Given data >>

# # #

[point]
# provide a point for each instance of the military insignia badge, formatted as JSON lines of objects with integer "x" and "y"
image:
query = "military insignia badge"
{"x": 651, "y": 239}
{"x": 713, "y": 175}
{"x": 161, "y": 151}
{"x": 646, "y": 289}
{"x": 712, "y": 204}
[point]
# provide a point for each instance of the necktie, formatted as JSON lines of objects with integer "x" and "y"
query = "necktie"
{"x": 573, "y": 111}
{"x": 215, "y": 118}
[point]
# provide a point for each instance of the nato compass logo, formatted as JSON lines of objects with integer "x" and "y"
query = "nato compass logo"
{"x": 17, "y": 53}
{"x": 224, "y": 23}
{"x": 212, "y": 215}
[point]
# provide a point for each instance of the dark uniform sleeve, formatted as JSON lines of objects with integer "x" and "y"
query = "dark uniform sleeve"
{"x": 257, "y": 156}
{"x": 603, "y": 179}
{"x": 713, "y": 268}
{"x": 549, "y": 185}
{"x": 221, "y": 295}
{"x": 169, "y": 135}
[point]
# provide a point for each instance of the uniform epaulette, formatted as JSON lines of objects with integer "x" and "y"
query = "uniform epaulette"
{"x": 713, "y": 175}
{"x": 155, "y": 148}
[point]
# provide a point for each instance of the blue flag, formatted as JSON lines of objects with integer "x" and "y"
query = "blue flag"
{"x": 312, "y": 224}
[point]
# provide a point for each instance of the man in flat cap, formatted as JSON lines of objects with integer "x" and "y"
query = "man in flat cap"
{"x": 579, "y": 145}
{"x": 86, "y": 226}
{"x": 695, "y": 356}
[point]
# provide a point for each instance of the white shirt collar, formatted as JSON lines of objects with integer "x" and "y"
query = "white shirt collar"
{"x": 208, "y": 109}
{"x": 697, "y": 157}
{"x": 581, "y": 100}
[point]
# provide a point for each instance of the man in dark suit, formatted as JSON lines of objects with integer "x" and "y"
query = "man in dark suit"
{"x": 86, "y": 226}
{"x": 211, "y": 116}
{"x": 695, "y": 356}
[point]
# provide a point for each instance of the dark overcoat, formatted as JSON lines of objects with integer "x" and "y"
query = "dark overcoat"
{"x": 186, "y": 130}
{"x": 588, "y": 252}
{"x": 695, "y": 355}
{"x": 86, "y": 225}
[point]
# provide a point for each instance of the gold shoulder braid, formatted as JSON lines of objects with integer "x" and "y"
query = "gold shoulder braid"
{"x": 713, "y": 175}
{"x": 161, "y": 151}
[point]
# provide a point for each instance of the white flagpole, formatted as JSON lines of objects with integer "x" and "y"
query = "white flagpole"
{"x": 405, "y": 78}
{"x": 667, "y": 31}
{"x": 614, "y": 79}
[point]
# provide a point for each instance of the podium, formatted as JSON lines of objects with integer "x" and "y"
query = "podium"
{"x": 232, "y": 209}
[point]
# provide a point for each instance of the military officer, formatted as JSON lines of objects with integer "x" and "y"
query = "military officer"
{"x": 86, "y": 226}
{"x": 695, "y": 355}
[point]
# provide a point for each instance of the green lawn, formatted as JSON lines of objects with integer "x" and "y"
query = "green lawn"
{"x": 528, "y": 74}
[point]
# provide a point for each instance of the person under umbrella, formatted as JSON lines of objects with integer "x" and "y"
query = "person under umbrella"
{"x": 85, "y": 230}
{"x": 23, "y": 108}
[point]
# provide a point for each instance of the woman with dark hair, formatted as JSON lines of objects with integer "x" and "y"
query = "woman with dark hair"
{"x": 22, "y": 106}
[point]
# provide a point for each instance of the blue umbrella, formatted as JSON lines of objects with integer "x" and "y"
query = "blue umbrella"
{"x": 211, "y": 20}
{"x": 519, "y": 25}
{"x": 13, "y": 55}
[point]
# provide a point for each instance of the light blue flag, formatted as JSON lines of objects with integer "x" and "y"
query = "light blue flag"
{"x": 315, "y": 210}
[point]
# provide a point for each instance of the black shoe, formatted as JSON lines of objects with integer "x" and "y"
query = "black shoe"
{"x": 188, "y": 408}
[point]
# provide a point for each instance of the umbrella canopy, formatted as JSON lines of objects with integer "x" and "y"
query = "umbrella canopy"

# # #

About this exercise >> Prepare a faithful transcription of the material above, with nothing altered.

Solution for this exercise >>
[point]
# provide a point for each instance of the military insignia badge, formatted as JSON lines of objects with integer "x" and "y"
image:
query = "military insignia badge"
{"x": 651, "y": 239}
{"x": 713, "y": 175}
{"x": 161, "y": 151}
{"x": 646, "y": 289}
{"x": 712, "y": 204}
[point]
# provide a point for each instance of the necktie, formatted as JSON lines of objects with integer "x" and "y"
query = "necktie"
{"x": 573, "y": 111}
{"x": 215, "y": 118}
[point]
# provide a point for each instance of the nato compass logo, formatted as JSON lines of objects with integer "x" and "y"
query = "nato compass logo"
{"x": 17, "y": 53}
{"x": 224, "y": 23}
{"x": 212, "y": 215}
[point]
# provide a point for each instance of the dark uniform sleeve, formatted as JSON lines of objects with integer "x" and "y"
query = "dark uniform sleeve"
{"x": 257, "y": 156}
{"x": 603, "y": 179}
{"x": 713, "y": 268}
{"x": 549, "y": 185}
{"x": 221, "y": 295}
{"x": 169, "y": 135}
[point]
# provide a point for each instance of the uniform epaulette, formatted as JSON lines of objects with integer "x" and "y"
query = "uniform epaulette"
{"x": 713, "y": 175}
{"x": 155, "y": 148}
[point]
# provide a point for each instance of the blue flag, formatted as JSON lines of objects with integer "x" and "y"
query = "blue flag"
{"x": 312, "y": 224}
[point]
# provide a point for each instance of the man in flat cap, formatted as JSON lines of objects with integer "x" and "y"
query = "man in flat cap"
{"x": 579, "y": 145}
{"x": 86, "y": 226}
{"x": 695, "y": 356}
[point]
# provide a point for each instance of the white shirt collar, formatted as JSON lines of objects with integer "x" and "y"
query = "white shirt collar"
{"x": 208, "y": 109}
{"x": 697, "y": 157}
{"x": 581, "y": 100}
[point]
# provide a point for each instance of the man in dark suit, formatted as JSON lines of objects with integer "x" and "y"
query = "man in dark suit"
{"x": 86, "y": 226}
{"x": 211, "y": 116}
{"x": 695, "y": 356}
[point]
# provide a point for each instance of the dark overcoat, formatted as JSON lines of objects with integer "x" and "y"
query = "dark overcoat"
{"x": 186, "y": 130}
{"x": 588, "y": 252}
{"x": 695, "y": 355}
{"x": 86, "y": 225}
[point]
# provide a point for each instance of the gold shoulder braid, formatted as JSON lines of objects with integer "x" and "y"
query = "gold shoulder braid"
{"x": 713, "y": 175}
{"x": 161, "y": 151}
[point]
# provide a point for each instance of the white flagpole, formatted as JSON lines of objects with integer "x" and "y"
query = "white flagpole"
{"x": 405, "y": 78}
{"x": 667, "y": 31}
{"x": 614, "y": 79}
[point]
# provide a point for each instance of the podium, formatted as JSON lines of objects with integer "x" and "y"
query = "podium"
{"x": 232, "y": 209}
[point]
# provide a point for each instance of the military officer, formatted as JSON lines of objects with integer "x" and "y"
query = "military officer"
{"x": 86, "y": 226}
{"x": 695, "y": 355}
[point]
# provide a point for each instance of the green lawn, formatted as JSON lines of objects with integer "x" and "y"
query = "green lawn"
{"x": 528, "y": 74}
[point]
# provide a point for each instance of the person under umbrella, formatted as JSON lines of objects with integer "x" and "y"
query = "person under umbrella"
{"x": 85, "y": 230}
{"x": 23, "y": 108}
[point]
# provide a point for each instance of the woman with dark hair, formatted as JSON lines of objects with integer "x" and "y"
query = "woman with dark hair"
{"x": 22, "y": 106}
[point]
# provide a point for each instance of the blue umbrella, formatted as JSON lines of objects with integer "x" and "y"
query = "blue umbrella"
{"x": 211, "y": 20}
{"x": 519, "y": 25}
{"x": 13, "y": 55}
[point]
# provide a point for each instance of the light blue flag, formatted as JSON lines of objects with integer "x" and "y"
query = "light blue flag"
{"x": 315, "y": 210}
[point]
# provide a point for each instance of the black shoe, formatted as JSON lines of objects with integer "x" and "y"
query = "black shoe"
{"x": 188, "y": 408}
[point]
# provide a point for each instance of the umbrella canopy, formatted as JSON lines of objects with integer "x" and "y"
query = "umbrella canopy"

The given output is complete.